Task 1: According to the journal abstracts, which university is Fernando Leal affiliated with?

Text segment:
********************

Volume 09 Abstracts

Volume 9, Number 1, Spring-Summer 2002

 

Is Practical Philosophy for Private Profit or Public Good?: A Critical View of the Practical Turn in Contemporary Philosophy
Patricia Shipley
Emeritus Reader in Occupational Psychology
University of London
Fellow, British Psychological Society
Fellow, Society for the Furtherance of the Critical Philosophy
pat.shipley-AT-virgin.net.uk
Fernando Leal
Professor of Philosophy & Social Science
University of Guadalajara, Mexico
Fellow, Society for the Furtherance of the Critical Philosophy
This paper takes a critical look at the rise of the practice of philosophy in the market place in late modernity. Two main forms of such practice are identified: the practice of Socratic Dialogue in small groups in organisations and one-to-one philosophical counselling of individual ‘clients’. The relevance of professionalism for commercialised applied practical philosophy is discussed. Philosophical counsellors in particular may be at risk of engaging with vulnerable individuals who are in need of protection from practitioners who are not trained to deal with their problems. Psychology is the discipline which is most related to practical philosophy and it is growing in ethical awareness. This paper emphasises the importance of ethics for philosophy in practice. There is a pressing need for eternal vigilance by practitioners from such disciplines, whether professionalised or not, in the complex modern ‘runaway world’.

 

Dennett and the Quest for Real Meaning: In Defense of a “Myth”
David Beisecker
Department of Philosophy
University of Nevada, Las Vegas
Las Vegas, NV 89154 USA
beiseck-AT-un.edu
In several recent pieces, Daniel Dennett has advanced a line of reasoning purporting to show that we should reject the idea that there is a tenable distinction to be drawn between the manner in which we represent the way things are and the manner in which “blessedly simple” intentional systems like thermostats and frogs represent the way things are. Through a series of thought experiments, Dennett aims to show that philosophers of mind should abandon their preoccupation with “real meanings as opposed to ersatz meaning, ‘intrinsic’ or ‘original’ intentionality as oppose to derived intentionality.” In this paper, I lay out the case that Dennett builds against original intentionality, with the aim of showing that, once it has been properly clarified, the notion of original intentionality isn’t nearly the myth that Dennett makes it out to be.

********************

The input:
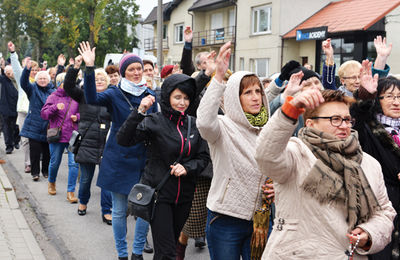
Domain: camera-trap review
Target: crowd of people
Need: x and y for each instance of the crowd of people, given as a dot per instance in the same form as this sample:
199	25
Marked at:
298	166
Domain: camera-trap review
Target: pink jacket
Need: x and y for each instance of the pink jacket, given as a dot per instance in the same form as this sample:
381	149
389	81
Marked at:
303	228
55	116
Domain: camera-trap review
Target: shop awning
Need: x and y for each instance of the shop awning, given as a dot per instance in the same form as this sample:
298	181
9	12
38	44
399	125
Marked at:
347	15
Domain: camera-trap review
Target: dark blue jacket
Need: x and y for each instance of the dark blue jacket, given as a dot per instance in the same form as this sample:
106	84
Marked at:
121	167
34	126
8	97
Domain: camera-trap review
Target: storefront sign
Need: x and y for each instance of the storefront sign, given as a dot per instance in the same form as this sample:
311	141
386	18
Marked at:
318	33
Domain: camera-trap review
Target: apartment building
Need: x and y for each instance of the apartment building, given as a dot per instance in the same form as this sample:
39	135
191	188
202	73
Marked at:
263	33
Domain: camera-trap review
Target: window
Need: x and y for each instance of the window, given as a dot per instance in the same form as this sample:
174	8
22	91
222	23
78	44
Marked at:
179	33
260	67
165	32
261	22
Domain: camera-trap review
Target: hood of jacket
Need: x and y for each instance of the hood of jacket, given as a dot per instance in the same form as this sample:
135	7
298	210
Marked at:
181	81
232	106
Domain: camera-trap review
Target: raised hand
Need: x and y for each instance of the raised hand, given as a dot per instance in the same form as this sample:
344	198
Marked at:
146	103
88	54
11	46
210	63
222	61
61	60
383	51
78	62
188	34
328	50
60	106
308	99
293	85
367	81
28	63
176	69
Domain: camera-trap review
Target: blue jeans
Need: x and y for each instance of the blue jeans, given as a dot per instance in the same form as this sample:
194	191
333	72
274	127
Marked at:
56	152
228	237
87	172
120	205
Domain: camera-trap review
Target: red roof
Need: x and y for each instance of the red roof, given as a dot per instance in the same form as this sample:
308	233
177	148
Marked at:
348	15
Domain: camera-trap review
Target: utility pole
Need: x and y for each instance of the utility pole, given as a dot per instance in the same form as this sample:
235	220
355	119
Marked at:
160	25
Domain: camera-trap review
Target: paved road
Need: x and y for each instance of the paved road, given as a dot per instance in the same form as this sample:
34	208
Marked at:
60	231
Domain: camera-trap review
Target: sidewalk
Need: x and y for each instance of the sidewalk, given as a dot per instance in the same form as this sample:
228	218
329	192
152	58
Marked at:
16	238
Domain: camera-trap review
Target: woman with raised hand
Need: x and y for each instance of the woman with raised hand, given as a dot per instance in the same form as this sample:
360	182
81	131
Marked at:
35	128
121	167
62	111
166	132
331	202
93	127
377	115
237	182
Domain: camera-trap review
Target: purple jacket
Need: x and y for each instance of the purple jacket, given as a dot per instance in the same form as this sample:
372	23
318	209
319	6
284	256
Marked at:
50	112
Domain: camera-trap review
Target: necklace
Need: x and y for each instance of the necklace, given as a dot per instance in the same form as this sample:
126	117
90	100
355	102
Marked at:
351	249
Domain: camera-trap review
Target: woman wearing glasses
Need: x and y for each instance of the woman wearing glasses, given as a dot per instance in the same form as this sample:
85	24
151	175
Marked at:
330	196
377	114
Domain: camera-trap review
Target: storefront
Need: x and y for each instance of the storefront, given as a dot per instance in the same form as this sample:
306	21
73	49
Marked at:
352	39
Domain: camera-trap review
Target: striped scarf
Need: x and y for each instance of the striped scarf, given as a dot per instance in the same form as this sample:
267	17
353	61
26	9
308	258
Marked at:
337	175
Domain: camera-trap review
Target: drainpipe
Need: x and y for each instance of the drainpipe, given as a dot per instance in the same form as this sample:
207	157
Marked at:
234	46
282	40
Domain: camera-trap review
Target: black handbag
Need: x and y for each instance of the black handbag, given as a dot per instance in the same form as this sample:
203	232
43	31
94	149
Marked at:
142	199
54	133
74	142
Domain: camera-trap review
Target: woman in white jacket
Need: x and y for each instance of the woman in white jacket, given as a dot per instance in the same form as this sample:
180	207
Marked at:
330	196
236	185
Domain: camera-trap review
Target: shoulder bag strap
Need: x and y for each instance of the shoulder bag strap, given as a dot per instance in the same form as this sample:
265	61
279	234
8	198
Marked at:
127	100
69	104
164	180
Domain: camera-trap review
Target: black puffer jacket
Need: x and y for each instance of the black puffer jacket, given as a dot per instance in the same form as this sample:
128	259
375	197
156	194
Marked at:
94	121
164	133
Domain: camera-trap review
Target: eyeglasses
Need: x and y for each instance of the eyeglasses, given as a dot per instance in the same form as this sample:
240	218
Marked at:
353	78
390	97
336	120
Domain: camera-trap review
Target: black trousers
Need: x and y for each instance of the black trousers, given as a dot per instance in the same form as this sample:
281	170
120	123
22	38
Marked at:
166	226
37	149
11	131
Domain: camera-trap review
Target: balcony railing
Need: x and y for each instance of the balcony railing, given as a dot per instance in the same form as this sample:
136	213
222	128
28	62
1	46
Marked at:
151	44
214	37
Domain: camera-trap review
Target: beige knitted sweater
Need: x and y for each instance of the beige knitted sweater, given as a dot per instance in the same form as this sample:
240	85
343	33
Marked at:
236	184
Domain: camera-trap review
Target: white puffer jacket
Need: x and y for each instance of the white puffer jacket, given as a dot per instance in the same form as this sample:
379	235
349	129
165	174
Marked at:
236	184
305	229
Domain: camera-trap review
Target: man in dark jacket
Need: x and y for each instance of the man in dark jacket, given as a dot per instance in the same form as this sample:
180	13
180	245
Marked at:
8	109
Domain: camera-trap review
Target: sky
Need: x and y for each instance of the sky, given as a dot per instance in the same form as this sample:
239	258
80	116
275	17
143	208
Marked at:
145	6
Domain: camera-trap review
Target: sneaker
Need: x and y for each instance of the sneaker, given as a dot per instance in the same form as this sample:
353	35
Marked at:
148	248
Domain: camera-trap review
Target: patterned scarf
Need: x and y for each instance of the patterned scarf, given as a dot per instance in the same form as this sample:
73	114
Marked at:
392	126
258	120
132	88
337	175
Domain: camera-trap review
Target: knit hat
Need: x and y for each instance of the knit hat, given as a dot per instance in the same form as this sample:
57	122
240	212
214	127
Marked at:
307	73
127	60
166	70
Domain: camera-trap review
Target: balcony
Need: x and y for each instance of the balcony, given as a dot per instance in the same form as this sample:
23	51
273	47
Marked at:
151	44
214	37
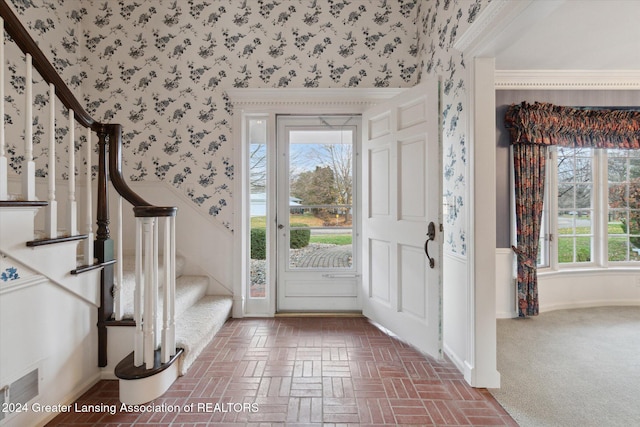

********************

Task 2: Please count the lines in the entries that contain the string "strap", treating case as significant, and give only that number.

Complete answer 1: University of Guadalajara, Mexico

Complete answer 2: 2